▶ [Extract]
################
Paged.js: a Demo
Print Books with Browsers
Julie Blanc (@julieblancfr)
Publishing Fair Torino – November 24, 2019
Hello, I'm Julie Blanc, i'm a graphic designer and PhD student at University of
Paris 8 and ensadlab. I'm also part of the core team of paged.js and that's why I'm here.
Today, we read on more and more supports and media
Responsive web publications
HTML, CSS, JavaScript...
We can publish responsive web publications. To design this we use HTML and CSS.
Electronic books
ePUB (HTML, CSS)
We can also publish electronic books with the ePUB format. This format also use
HTML and CSS.
Print
For a printed publication, the only way is to create a PDF.
And the most commun solution to design printed publications is InDesign.
A proprietary and expensive software.
where only the graphic designer can enter corrections
with backwards compatibility problems.
Without versioning possibility.
I'm going to stop there, but you know...
Web publications → HTML, CSS, JavaScript...
Electronic books → ePUB (HTML, CSS)
Print → Indesign HTML, CSS ?
But what append if we use also HTML and CSS for print ?
This. One content for all format.
This slide is very simplified and the workflow is much more complex than that. But the idea is
there. It becomes possible to create once a content that would go to all outputs.
I'm going through it quickly because there's a lot to say, but that's not what I came to talk to you
about today.
we will look at how it is possible, very concretly , with HTML content to create a PDF for
print-ready books.
before that, just a quick reminder about web technologies.
The principle is to seperate the content and the presentation with different languages.
################
▶ [Requirements]
- 1) From the Paged.js talk, reproduce word for word the passage starting with "This. One content" and going on through "about today.".
- 2) Please condense the paragraph of the Paged.js talk that begins "This slide is very simplified", keeping its main facts.
################
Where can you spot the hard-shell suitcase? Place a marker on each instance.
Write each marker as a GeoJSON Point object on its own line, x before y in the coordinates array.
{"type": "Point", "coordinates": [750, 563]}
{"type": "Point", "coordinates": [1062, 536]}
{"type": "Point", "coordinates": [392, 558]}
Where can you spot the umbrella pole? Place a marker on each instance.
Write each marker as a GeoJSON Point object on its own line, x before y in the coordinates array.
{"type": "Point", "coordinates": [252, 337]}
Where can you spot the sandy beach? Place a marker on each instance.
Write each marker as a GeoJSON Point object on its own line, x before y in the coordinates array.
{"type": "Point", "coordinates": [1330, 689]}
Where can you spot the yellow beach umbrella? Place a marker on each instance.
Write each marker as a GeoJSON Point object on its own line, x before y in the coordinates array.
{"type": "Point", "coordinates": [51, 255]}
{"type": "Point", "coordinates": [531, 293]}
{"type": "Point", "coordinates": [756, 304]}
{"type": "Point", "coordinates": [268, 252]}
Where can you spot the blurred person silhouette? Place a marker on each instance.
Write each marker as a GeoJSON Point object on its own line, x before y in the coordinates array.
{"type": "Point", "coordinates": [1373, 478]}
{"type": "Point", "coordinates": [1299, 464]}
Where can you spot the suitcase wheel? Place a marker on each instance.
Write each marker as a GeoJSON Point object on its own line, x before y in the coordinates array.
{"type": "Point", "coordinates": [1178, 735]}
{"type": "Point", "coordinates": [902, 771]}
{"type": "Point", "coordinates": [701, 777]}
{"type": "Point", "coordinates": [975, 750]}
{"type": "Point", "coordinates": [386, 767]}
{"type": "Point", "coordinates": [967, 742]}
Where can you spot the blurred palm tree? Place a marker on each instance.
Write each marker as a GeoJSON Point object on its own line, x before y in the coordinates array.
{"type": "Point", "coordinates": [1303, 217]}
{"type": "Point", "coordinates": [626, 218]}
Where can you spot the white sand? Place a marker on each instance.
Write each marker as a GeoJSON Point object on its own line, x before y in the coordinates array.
################
▶ [Solved tasks]
- 1)
This. One content for all format.
This slide is very simplified and the workflow is much more complex than that. But the idea is
there. It becomes possible to create once a content that would go to all outputs.
I'm going through it quickly because there's a lot to say, but that's not what I came to talk to you
about today.

- 2) The slide oversimplifies a much more complex workflow, but the idea holds: content can be created once and sent to every output.